[HOW TO COMPLETE THIS TASK]
Write out each entry below exactly. Do not include the images.

╭─ STUDY MATERIAL

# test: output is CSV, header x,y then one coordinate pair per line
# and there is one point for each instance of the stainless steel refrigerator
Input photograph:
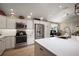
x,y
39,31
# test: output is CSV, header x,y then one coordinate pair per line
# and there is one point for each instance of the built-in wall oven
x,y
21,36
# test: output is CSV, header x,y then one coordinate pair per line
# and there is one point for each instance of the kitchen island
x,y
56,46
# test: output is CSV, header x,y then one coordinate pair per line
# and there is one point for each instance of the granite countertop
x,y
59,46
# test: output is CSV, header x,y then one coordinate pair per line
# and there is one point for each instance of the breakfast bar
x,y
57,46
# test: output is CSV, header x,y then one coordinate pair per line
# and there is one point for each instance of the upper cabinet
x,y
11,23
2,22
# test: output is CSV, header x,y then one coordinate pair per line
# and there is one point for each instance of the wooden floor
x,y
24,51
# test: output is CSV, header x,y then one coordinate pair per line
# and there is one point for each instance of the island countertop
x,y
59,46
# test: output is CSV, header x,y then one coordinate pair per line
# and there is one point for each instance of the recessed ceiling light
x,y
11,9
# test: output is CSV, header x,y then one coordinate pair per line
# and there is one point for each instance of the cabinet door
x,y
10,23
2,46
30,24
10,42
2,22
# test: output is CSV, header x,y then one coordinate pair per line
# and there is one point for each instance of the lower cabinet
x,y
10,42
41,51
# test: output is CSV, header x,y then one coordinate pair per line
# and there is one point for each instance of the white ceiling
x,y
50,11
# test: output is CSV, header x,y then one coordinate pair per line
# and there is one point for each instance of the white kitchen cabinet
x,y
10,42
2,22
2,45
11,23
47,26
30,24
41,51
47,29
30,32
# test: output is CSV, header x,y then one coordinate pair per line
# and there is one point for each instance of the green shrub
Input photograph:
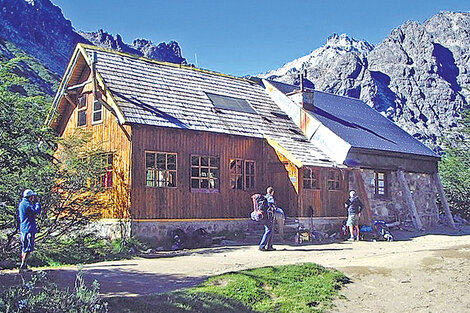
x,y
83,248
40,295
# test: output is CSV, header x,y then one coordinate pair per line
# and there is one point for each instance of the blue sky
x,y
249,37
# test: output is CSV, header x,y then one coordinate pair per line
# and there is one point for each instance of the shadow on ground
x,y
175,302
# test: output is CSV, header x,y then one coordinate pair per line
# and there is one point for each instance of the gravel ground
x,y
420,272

╰─

[RESPONSE AREA]
# test: output is CSV, header x,y then one coordinate pair per line
# and there is one point for each instance of the stainless steel refrigerator
Input photograph:
x,y
39,31
# test: output is CSV, header x,y then one coordinate pair per line
# and there is one point for each instance of the built-in wall oven
x,y
21,36
# test: output is CSV, header x,y then one coordinate pair per line
# and there is one point for each instance of the kitchen island
x,y
56,46
# test: output is CSV, header x,y then one coordinate pair per line
# and there is one point for each instance of the granite countertop
x,y
59,46
# test: output is CSV, header x,y then one coordinate pair per line
# and there is one point for each instance of the breakfast bar
x,y
57,46
# test: output is CSV, header x,y then one coordinate pair per line
# and there is one point for each instance of the upper cabinet
x,y
11,23
2,22
# test: output is CSV, header x,y then one coordinate pair per line
# and there is one point for each instance of the wooden floor
x,y
24,51
# test: output is CSV, header x,y then one coordinate pair per line
# and there is one point for each instance of the island countertop
x,y
59,46
# test: output is CSV, header x,y then one coordinate pair per line
# and there is one point for each instance of the recessed ceiling light
x,y
11,9
# test: output is CSV, header x,y then one coordinate pair per line
# and there is one point for each instance of the cabinet door
x,y
10,23
2,46
30,24
10,42
2,22
# test: output is CSV, header x,y then one coordinate pair per line
# and there is one point for each instance of the lower cabinet
x,y
10,42
41,51
# test: output is CSV, header x,y then one coordinate pair per line
# and there is one point for each instance of the white ceiling
x,y
50,11
# test: output is CSV, header x,y then one coordinate pair per line
# and there is one point for each instance of the white kitchen cabinet
x,y
10,42
2,22
2,45
11,23
47,26
30,24
41,51
47,29
30,32
# test: output is CSV, header x,y then one coordinate pair per line
# and there is one point for each instance of the green shrub
Input photograph:
x,y
83,248
40,295
# test: output is CSV, header x,y then one coordinate pair per line
# and there is one point for each instance of the blue sky
x,y
249,37
# test: output is CSV, header x,y then one coordinate pair per line
# and there is one point for each instance of the shadow on ground
x,y
175,302
# test: output is CSV, header x,y then one coordinate pair per line
# and there is one point for each instance of the gravel ground
x,y
420,272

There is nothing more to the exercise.